[Job]
Copy out the items from the line containing "Hi annotator — please examine the photo and mark every metal" down to the line containing "348 251 398 328", substituting "folding chair" for "bistro chair" and leaving everything else as it is.

###

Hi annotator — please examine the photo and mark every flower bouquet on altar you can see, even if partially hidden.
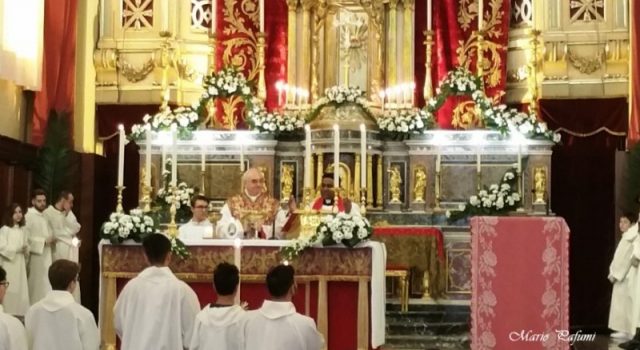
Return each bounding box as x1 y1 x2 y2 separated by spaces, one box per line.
447 169 522 223
316 213 373 248
100 209 156 244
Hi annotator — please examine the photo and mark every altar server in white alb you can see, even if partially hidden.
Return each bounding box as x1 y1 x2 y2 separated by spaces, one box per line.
25 190 56 305
25 259 100 350
189 262 247 350
608 213 638 339
44 191 81 303
178 195 213 242
0 203 30 316
245 265 324 350
0 267 28 350
114 234 200 350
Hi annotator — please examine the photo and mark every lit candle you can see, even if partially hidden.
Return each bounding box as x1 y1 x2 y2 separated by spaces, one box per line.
171 124 178 188
427 0 433 30
304 124 311 189
233 238 242 305
144 125 151 187
333 124 340 187
478 0 484 30
118 124 124 187
260 0 264 33
356 124 367 190
200 146 207 173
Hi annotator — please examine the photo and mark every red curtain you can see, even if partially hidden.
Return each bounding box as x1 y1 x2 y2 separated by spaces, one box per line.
31 0 78 145
539 98 628 328
414 0 511 129
627 1 640 148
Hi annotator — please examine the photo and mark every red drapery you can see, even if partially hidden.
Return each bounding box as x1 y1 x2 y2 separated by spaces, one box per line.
627 1 640 148
414 0 511 129
539 98 628 328
31 0 78 145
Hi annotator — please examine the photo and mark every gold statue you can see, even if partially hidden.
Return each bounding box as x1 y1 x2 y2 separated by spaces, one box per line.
533 167 547 204
280 164 293 203
413 166 427 203
389 165 402 203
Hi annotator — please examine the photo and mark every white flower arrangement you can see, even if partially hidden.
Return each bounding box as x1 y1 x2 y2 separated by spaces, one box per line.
129 107 200 140
378 109 434 136
247 104 304 135
426 67 560 143
100 209 155 244
307 86 371 120
280 213 373 260
446 169 522 222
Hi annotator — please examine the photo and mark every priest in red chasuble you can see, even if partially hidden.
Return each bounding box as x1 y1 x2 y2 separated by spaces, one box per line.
216 168 286 239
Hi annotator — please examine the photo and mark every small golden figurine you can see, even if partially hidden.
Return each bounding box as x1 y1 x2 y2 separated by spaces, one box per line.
533 167 547 204
413 166 427 203
280 164 293 203
389 166 402 203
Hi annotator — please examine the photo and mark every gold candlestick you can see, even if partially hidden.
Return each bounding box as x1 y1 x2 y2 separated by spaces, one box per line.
142 185 152 213
256 33 267 101
116 186 126 214
167 185 178 237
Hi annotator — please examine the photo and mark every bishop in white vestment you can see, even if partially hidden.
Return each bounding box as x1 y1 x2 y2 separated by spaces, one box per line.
0 267 29 350
0 217 30 316
25 259 100 350
25 190 55 305
113 234 200 350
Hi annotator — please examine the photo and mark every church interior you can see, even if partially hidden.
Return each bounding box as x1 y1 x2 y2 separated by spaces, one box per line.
0 0 640 350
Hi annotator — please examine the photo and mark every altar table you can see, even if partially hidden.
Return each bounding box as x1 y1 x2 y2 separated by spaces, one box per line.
372 226 446 298
100 240 386 350
471 217 570 350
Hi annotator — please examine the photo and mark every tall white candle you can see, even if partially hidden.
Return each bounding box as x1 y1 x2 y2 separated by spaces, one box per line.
200 146 207 172
260 0 264 33
144 126 151 187
233 238 242 305
356 124 367 189
171 124 178 188
333 124 340 187
118 124 124 187
304 124 311 188
427 0 433 30
478 0 484 30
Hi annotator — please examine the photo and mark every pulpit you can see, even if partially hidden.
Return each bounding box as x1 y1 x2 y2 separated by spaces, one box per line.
100 240 386 350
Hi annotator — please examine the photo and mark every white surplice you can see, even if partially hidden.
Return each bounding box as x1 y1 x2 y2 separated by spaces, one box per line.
0 226 30 316
244 300 324 350
43 205 81 303
0 305 29 350
189 305 247 350
25 207 53 305
609 223 638 334
113 266 200 350
25 290 100 350
178 219 213 242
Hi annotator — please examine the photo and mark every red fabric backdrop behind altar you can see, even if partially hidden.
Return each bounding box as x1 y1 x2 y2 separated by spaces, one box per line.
31 0 78 145
470 216 568 350
540 98 627 328
414 0 511 129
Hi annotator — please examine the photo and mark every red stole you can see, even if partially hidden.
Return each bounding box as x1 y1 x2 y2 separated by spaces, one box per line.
311 197 344 213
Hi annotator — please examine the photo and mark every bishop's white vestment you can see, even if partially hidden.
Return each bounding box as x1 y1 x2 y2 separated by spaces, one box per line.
244 300 324 350
25 290 100 350
25 207 53 305
114 266 200 350
189 305 247 350
609 223 638 334
0 226 31 316
0 305 29 350
43 205 81 303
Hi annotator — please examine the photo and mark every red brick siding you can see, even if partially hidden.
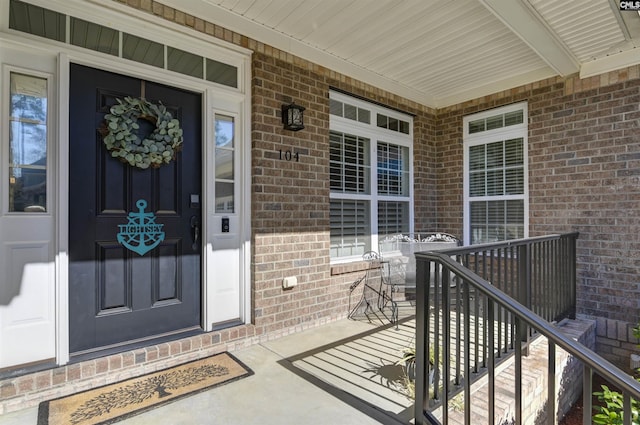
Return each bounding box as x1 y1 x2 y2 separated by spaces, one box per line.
437 73 640 322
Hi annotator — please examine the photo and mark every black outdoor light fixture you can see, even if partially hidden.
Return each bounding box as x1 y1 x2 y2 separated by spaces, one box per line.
282 102 305 131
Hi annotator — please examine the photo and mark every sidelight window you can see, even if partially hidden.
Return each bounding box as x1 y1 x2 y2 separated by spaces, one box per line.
8 72 49 212
215 114 235 213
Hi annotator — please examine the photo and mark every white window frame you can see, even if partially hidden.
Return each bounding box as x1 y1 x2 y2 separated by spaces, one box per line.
329 91 414 264
462 102 529 245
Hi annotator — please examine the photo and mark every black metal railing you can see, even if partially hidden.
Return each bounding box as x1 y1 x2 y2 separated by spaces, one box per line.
415 233 640 425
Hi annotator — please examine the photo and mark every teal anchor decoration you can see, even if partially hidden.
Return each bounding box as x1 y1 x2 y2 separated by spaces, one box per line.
117 199 164 255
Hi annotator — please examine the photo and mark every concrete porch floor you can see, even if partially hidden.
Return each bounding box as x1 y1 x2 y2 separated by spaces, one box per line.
0 303 414 425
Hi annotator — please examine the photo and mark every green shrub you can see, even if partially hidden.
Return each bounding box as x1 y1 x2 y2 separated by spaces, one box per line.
592 323 640 425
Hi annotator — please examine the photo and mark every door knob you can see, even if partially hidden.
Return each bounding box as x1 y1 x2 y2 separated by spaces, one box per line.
191 215 200 251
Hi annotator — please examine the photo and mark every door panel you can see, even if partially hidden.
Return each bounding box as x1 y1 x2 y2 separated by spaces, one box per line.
69 64 201 354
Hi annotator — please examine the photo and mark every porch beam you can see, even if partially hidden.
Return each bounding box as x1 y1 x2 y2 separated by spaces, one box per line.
479 0 580 76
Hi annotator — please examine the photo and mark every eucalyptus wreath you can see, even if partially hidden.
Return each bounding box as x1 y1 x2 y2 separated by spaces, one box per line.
102 96 183 169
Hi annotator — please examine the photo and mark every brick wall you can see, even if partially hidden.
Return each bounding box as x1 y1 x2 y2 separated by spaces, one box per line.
595 317 640 373
436 73 640 323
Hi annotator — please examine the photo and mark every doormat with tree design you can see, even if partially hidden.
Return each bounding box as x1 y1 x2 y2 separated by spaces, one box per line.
38 352 253 425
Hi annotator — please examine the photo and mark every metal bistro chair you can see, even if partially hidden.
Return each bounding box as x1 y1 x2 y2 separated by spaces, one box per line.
379 232 460 308
348 251 398 328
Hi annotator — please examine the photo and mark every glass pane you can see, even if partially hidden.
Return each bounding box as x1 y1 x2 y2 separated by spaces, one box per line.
167 47 204 78
377 142 409 196
329 200 371 257
469 171 486 196
504 110 524 127
214 114 235 200
389 118 399 131
122 33 164 68
329 99 342 117
329 132 370 193
206 59 238 87
487 142 504 169
358 108 371 124
487 170 504 196
216 182 234 213
70 17 118 56
504 168 524 195
504 138 524 166
469 145 485 171
9 0 66 42
469 119 484 134
9 72 47 212
487 115 503 130
216 149 233 180
344 103 358 121
215 115 234 148
378 201 409 237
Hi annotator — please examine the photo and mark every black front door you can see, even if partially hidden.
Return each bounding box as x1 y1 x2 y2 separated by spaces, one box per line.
69 64 202 355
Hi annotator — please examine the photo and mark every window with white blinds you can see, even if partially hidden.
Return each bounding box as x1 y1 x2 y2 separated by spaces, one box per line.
329 92 413 260
463 103 528 244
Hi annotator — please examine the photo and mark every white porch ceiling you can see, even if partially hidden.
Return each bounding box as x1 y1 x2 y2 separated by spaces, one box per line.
161 0 640 108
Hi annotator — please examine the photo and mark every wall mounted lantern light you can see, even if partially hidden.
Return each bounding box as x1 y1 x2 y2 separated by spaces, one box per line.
282 102 305 131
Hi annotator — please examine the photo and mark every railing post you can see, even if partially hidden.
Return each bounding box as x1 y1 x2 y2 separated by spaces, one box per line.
414 258 430 425
518 243 531 356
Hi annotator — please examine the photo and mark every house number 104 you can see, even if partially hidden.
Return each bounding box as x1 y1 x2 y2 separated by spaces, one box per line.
278 149 300 162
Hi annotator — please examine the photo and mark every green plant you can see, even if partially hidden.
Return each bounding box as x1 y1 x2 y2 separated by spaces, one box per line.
592 385 640 425
592 323 640 425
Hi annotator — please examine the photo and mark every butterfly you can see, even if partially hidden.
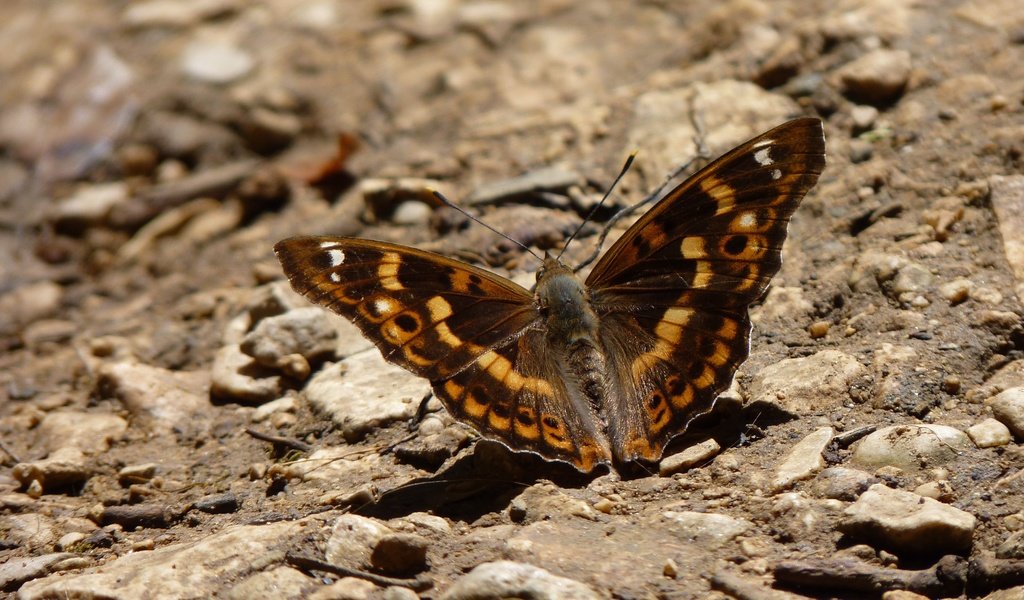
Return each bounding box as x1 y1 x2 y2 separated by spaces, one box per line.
274 118 825 472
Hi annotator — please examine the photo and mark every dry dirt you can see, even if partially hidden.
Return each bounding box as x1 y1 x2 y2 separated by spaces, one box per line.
0 0 1024 598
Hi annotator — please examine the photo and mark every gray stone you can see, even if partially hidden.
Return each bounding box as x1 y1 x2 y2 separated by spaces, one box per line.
850 424 974 473
370 533 430 576
749 350 867 415
210 344 283 404
302 349 430 441
224 566 316 600
988 175 1024 302
771 427 835 491
440 560 601 600
324 514 394 568
19 519 309 600
0 552 74 591
12 446 93 492
36 411 128 455
811 467 881 502
838 49 910 105
181 39 256 84
657 438 722 477
97 361 212 433
241 306 338 379
985 387 1024 439
839 483 976 556
662 511 754 549
967 419 1014 447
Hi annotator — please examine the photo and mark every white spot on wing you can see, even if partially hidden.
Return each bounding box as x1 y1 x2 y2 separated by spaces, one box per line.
327 248 345 267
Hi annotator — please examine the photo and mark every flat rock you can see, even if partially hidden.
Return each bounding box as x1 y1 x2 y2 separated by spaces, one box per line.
302 349 430 441
985 387 1024 439
838 48 910 105
12 446 93 492
210 344 284 404
36 411 128 454
0 552 74 592
839 483 977 556
324 514 394 568
749 350 867 415
440 560 601 600
97 361 211 433
771 427 835 490
988 175 1024 302
967 419 1014 447
657 438 722 477
662 511 754 548
242 306 338 379
850 424 974 473
19 520 309 600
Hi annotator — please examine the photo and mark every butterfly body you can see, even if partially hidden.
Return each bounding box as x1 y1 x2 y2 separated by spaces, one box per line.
274 119 824 471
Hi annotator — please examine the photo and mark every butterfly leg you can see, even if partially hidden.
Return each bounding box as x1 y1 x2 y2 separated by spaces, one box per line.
409 390 434 431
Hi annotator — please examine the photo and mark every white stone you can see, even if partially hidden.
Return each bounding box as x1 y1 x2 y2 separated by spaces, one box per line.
771 427 835 490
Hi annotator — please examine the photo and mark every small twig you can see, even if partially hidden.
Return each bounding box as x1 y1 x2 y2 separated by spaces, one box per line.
246 427 313 453
285 552 434 592
0 439 22 463
774 555 967 598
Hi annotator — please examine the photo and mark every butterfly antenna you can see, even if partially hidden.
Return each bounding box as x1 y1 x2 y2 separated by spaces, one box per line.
430 189 544 262
555 151 637 262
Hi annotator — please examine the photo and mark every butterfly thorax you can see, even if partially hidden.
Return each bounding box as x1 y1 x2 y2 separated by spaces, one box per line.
535 257 605 415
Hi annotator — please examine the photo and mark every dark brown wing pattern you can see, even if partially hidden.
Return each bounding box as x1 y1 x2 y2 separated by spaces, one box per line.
274 237 610 471
587 119 824 462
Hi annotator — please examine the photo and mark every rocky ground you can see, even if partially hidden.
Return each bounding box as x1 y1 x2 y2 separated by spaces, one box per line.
0 0 1024 600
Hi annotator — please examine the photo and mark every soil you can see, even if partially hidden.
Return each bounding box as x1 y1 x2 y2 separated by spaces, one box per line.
0 0 1024 598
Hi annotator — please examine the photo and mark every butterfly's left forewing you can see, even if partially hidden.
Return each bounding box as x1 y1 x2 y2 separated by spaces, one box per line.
587 119 824 462
274 237 610 471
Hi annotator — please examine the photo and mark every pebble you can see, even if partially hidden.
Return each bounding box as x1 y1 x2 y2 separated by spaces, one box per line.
771 427 836 491
657 438 722 477
995 531 1024 558
440 560 601 600
36 411 128 455
892 262 932 295
967 419 1014 447
370 533 429 576
324 514 394 568
0 282 63 334
749 350 868 415
850 424 974 473
195 491 242 514
811 467 881 502
662 511 754 549
12 446 92 494
210 344 283 404
939 277 974 305
51 181 131 232
985 387 1024 439
839 483 977 556
0 552 75 597
308 577 380 600
988 174 1024 298
838 49 910 105
181 39 256 84
302 349 430 442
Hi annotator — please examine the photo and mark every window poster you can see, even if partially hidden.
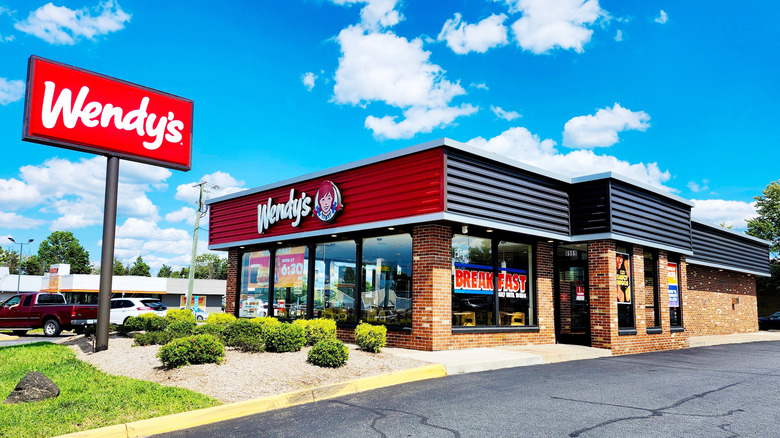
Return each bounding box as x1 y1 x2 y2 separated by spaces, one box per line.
615 253 631 303
667 262 680 307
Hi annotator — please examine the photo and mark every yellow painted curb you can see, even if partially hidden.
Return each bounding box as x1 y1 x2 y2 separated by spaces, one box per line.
58 364 447 438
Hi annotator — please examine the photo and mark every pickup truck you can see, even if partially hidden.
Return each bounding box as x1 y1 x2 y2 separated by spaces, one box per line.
0 292 98 336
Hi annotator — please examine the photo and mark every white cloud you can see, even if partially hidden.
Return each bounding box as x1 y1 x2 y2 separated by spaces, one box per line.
691 199 757 230
468 127 676 192
332 0 404 31
0 78 24 105
438 13 507 55
333 26 477 139
507 0 607 54
655 9 669 24
0 211 43 230
563 103 650 148
490 105 522 122
14 0 130 45
301 72 317 91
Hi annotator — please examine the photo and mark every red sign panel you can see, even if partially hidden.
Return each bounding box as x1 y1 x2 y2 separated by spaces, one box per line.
22 56 193 170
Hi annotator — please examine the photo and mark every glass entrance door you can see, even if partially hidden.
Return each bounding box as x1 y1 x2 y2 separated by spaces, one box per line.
555 244 590 346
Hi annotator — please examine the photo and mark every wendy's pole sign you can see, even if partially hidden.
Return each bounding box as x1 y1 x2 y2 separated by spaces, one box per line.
22 56 193 351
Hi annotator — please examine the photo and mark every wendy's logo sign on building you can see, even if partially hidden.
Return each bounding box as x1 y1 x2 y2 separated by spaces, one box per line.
22 56 193 170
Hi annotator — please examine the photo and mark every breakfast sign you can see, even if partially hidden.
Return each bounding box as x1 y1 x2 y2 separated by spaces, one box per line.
22 56 193 351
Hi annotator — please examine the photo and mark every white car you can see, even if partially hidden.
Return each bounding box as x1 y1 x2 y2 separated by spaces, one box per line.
109 298 166 324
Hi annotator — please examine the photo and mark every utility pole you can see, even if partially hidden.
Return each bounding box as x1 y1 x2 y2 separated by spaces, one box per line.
184 181 219 310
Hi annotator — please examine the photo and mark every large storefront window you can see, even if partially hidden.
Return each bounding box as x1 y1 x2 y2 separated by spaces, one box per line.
645 249 661 328
238 251 271 318
452 234 535 327
314 240 357 322
360 234 412 325
615 247 634 329
273 246 309 319
667 261 682 327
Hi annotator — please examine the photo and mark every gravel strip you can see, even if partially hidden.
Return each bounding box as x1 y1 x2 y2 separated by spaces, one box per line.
62 336 429 403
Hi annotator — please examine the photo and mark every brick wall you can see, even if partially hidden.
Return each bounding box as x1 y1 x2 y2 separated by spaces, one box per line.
683 265 758 336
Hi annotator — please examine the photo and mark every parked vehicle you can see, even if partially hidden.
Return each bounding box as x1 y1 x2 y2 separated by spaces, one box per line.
758 312 780 330
109 298 168 324
179 307 209 321
0 292 98 336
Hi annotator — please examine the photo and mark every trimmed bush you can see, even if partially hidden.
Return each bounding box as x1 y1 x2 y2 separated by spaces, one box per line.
165 309 195 323
192 322 225 342
222 319 263 347
165 320 196 338
263 323 306 353
355 322 387 353
157 334 225 368
206 313 236 327
306 339 349 368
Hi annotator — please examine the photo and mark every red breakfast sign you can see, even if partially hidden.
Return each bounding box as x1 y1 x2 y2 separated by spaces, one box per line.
22 56 193 171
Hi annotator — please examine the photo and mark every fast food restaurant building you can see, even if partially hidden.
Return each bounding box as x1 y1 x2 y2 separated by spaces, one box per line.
204 139 769 354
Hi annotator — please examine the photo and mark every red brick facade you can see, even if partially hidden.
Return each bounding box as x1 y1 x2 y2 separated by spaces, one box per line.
683 265 758 336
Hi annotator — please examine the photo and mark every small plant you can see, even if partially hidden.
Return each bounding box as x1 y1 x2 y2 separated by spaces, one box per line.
157 334 225 368
295 319 336 345
193 322 225 342
165 309 195 323
355 322 387 353
206 313 236 327
263 323 306 353
306 339 349 368
222 319 263 347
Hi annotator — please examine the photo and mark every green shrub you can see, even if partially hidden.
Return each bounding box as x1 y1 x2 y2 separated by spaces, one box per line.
192 322 225 342
222 319 263 347
293 319 336 345
157 334 225 368
165 320 196 338
231 335 265 353
206 313 236 327
263 323 306 353
165 309 195 323
306 339 349 368
355 322 387 353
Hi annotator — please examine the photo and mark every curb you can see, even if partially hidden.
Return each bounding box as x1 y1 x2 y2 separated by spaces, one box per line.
57 364 447 438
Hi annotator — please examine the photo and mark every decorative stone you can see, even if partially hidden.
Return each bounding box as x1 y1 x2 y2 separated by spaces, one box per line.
3 371 60 403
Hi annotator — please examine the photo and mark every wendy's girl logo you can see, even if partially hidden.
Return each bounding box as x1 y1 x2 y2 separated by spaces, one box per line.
314 181 344 222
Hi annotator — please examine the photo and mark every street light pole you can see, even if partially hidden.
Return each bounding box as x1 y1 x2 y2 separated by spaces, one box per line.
8 237 33 293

###

[Answer to the task]
Hi annotator — please examine the photo and mark every metal folding chair you can see, even if partially hidden.
Return each bounding box as x1 y1 x2 y2 separated by spaces, one box per line.
379 232 460 308
348 251 398 328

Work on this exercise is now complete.